Dataset entries:

## BEGIN

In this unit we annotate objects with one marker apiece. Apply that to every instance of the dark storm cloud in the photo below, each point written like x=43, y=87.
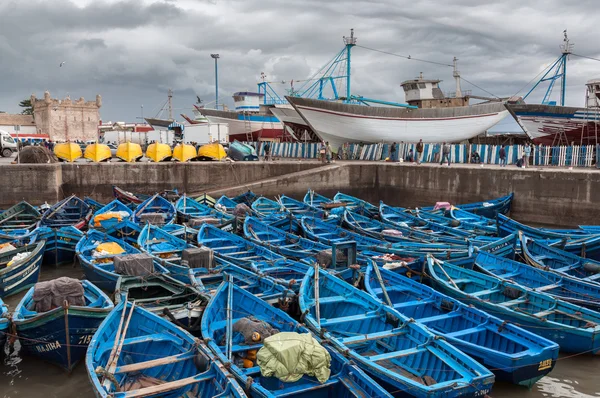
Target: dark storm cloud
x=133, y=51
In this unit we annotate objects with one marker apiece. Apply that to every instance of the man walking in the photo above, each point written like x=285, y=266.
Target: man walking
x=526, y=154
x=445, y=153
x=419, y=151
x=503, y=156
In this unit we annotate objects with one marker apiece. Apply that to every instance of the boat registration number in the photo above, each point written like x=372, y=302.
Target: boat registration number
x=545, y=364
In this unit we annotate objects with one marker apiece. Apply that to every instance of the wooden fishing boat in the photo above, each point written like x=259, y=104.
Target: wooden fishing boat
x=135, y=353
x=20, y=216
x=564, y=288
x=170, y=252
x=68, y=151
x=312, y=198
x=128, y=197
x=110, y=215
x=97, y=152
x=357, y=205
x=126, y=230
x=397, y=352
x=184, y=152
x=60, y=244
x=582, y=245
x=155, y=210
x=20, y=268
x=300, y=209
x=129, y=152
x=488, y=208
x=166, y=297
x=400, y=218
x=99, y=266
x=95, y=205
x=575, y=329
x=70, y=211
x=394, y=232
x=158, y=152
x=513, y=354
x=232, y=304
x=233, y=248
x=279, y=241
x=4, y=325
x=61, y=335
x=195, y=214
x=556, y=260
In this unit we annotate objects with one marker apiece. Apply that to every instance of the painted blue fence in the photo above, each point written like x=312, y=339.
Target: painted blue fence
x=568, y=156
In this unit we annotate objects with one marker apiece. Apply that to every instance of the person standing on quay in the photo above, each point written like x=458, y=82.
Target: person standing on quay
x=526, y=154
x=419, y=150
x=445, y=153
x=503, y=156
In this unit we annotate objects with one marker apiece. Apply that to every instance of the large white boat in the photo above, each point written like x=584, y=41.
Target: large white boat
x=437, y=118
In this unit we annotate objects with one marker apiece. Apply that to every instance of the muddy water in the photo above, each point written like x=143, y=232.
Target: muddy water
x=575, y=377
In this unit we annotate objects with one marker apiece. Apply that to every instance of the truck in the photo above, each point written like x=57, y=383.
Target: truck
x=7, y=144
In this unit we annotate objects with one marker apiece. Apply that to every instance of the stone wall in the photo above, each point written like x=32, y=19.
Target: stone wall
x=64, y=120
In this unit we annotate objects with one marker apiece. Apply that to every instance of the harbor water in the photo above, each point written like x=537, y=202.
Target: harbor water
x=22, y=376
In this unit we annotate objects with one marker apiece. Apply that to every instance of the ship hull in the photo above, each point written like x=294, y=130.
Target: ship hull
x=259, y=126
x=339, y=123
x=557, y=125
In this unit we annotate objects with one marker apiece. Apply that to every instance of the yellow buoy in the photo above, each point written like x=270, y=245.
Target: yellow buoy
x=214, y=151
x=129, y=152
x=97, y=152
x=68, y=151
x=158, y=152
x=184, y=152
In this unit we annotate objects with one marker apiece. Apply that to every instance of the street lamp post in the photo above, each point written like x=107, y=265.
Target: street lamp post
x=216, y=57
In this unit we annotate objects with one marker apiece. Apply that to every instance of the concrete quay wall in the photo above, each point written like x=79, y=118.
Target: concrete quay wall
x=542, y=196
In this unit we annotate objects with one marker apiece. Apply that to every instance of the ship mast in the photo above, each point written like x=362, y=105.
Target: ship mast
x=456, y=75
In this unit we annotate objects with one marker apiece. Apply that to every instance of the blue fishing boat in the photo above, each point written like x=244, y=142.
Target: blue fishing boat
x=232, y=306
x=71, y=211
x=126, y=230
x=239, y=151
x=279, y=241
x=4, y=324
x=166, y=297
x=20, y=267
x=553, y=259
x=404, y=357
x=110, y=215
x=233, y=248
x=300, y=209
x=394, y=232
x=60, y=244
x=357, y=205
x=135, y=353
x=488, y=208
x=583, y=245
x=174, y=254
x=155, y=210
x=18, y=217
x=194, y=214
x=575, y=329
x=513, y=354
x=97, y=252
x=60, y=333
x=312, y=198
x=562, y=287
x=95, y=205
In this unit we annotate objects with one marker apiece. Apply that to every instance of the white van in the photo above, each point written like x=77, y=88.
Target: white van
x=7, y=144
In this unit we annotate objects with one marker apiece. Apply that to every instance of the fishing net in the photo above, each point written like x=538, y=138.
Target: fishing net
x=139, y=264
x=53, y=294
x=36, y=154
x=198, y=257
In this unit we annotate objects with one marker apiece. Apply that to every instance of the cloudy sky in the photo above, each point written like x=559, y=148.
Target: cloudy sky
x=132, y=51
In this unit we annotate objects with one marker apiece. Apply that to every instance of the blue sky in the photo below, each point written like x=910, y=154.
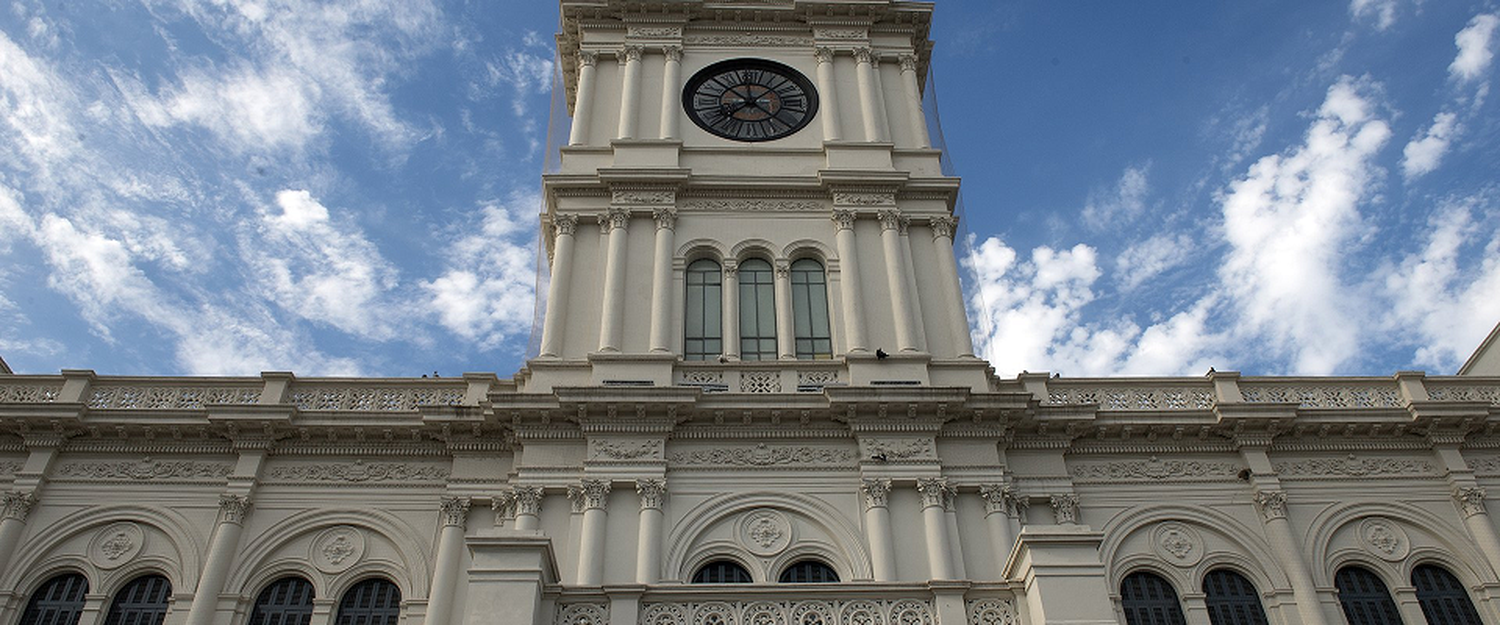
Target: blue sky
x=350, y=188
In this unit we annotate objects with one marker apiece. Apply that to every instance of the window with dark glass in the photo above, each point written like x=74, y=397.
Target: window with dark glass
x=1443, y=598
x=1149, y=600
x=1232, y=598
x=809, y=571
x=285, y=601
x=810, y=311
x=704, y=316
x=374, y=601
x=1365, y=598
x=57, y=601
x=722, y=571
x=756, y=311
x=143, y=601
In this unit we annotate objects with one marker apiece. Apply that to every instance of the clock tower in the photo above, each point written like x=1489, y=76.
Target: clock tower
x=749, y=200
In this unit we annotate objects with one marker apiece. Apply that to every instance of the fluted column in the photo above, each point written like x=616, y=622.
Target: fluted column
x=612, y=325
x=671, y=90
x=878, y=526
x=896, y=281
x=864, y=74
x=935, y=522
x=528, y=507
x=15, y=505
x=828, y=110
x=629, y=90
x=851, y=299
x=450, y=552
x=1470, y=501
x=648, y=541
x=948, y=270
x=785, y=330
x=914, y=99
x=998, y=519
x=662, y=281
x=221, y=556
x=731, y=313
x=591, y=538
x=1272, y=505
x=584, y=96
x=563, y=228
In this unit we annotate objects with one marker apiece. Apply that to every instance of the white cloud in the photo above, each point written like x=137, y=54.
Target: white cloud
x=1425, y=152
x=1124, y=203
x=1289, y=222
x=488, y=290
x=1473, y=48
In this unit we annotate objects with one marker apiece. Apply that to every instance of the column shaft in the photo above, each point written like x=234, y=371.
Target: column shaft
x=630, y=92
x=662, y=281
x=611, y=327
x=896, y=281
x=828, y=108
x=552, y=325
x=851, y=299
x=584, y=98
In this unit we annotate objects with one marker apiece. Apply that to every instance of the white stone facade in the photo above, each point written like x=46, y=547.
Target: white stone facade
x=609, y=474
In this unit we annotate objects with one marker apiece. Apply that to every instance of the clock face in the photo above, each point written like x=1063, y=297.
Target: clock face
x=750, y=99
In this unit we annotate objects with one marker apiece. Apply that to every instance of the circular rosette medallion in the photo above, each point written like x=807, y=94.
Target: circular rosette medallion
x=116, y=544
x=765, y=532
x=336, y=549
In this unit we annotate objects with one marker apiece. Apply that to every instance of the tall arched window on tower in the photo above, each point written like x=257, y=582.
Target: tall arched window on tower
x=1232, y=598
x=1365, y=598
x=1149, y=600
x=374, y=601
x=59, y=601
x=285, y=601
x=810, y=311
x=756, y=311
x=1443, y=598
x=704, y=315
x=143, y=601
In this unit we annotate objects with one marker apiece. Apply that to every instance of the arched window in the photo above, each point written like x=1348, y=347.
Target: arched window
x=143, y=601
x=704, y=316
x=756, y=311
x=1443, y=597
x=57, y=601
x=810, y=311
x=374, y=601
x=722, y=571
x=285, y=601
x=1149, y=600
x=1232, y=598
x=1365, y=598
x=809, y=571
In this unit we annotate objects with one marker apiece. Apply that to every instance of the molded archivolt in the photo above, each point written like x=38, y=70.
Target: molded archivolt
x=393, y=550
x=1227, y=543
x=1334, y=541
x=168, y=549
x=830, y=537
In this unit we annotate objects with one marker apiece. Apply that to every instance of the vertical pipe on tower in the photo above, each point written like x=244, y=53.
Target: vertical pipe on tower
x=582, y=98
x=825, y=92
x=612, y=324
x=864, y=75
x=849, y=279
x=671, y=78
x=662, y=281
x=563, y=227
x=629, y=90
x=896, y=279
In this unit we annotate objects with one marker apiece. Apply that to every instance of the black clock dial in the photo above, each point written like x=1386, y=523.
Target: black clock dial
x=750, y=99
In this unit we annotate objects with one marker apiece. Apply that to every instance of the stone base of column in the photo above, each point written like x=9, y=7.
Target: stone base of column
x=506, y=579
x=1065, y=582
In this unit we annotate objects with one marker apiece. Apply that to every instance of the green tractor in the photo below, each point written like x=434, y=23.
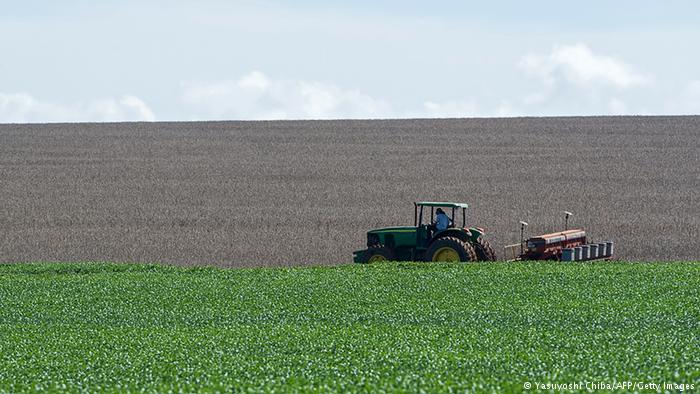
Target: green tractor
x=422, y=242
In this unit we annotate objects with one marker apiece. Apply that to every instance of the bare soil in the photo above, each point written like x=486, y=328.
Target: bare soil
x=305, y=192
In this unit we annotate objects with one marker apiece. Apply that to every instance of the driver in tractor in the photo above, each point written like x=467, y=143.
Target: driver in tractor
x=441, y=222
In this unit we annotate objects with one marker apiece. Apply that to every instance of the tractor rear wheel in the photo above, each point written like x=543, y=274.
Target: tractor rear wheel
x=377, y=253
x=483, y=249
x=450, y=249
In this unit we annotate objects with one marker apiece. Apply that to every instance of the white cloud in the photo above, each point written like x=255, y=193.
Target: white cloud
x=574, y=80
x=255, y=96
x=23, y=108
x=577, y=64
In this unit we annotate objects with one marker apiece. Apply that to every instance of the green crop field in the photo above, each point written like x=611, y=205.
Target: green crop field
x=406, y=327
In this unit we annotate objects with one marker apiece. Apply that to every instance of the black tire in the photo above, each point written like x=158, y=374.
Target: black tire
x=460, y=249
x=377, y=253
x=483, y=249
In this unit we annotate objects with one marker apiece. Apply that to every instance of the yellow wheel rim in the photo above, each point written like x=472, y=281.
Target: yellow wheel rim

## END

Goal
Please turn the data above into a numbered list, starting at the very first line and ending at the line that contains "x=545, y=364", without blank lines. Omit the pictures from your list.

Task solution
1. In this unit we annotate objects with one marker apiece. Apply that to every instance of the dark storm cloud in the photo below, each point written like x=43, y=87.
2. Target: dark storm cloud
3. x=133, y=51
4. In this unit we annotate objects with one marker apiece. Apply that to every instance of the man walking in the photo above, each point written like x=285, y=266.
5. Target: man walking
6. x=526, y=154
7. x=445, y=153
8. x=419, y=151
9. x=503, y=156
10. In this unit we annotate objects with one marker apiece. Apply that to every instance of the boat registration number in the photo above, each point written like x=372, y=302.
11. Target: boat registration number
12. x=545, y=364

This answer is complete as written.